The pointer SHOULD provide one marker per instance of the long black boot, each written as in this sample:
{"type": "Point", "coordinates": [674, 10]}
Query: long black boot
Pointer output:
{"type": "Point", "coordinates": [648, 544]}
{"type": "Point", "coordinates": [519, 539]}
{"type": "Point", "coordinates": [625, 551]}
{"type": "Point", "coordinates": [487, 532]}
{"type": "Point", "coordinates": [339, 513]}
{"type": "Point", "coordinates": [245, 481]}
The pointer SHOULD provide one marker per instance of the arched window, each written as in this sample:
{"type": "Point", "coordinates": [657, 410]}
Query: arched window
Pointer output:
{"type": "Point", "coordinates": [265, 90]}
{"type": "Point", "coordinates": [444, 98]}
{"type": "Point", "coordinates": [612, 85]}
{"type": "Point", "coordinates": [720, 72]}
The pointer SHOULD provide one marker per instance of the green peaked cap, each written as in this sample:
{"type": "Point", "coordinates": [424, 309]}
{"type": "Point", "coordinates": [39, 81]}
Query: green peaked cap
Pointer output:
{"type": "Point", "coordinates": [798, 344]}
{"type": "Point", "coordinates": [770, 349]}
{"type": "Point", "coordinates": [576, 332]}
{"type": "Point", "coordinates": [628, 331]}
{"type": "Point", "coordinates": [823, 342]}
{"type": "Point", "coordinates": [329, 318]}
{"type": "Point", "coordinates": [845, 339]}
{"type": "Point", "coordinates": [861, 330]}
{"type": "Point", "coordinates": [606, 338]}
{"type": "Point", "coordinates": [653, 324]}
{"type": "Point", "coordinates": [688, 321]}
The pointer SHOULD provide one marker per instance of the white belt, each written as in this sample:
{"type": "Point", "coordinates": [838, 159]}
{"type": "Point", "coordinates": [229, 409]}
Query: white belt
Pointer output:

::::::::::

— EXERCISE AIM —
Output the listing above word for word.

— RESULT OF THE TASK —
The pointer SHOULD provide one marker per instance of the long black boot, each written as in this sample:
{"type": "Point", "coordinates": [674, 10]}
Query: long black boot
Pointer output:
{"type": "Point", "coordinates": [648, 544]}
{"type": "Point", "coordinates": [519, 539]}
{"type": "Point", "coordinates": [625, 551]}
{"type": "Point", "coordinates": [487, 532]}
{"type": "Point", "coordinates": [339, 513]}
{"type": "Point", "coordinates": [245, 481]}
The pointer SHOULD provide one marker per instance of the arched window, each written as in this sample:
{"type": "Point", "coordinates": [657, 410]}
Query: arched window
Pointer output:
{"type": "Point", "coordinates": [265, 90]}
{"type": "Point", "coordinates": [444, 98]}
{"type": "Point", "coordinates": [612, 85]}
{"type": "Point", "coordinates": [720, 72]}
The pointer SHOULD provide one marker per instance of the green peaked cap, each written as in this sample:
{"type": "Point", "coordinates": [424, 309]}
{"type": "Point", "coordinates": [39, 81]}
Query: green peaked cap
Pointer output:
{"type": "Point", "coordinates": [798, 344]}
{"type": "Point", "coordinates": [770, 349]}
{"type": "Point", "coordinates": [576, 332]}
{"type": "Point", "coordinates": [628, 331]}
{"type": "Point", "coordinates": [823, 342]}
{"type": "Point", "coordinates": [329, 318]}
{"type": "Point", "coordinates": [845, 339]}
{"type": "Point", "coordinates": [861, 330]}
{"type": "Point", "coordinates": [606, 338]}
{"type": "Point", "coordinates": [653, 324]}
{"type": "Point", "coordinates": [688, 321]}
The pointer SHOULD provide one marker per instance of the white belt, each written as in this sample:
{"type": "Point", "coordinates": [838, 159]}
{"type": "Point", "coordinates": [229, 409]}
Query: white belt
Pointer output:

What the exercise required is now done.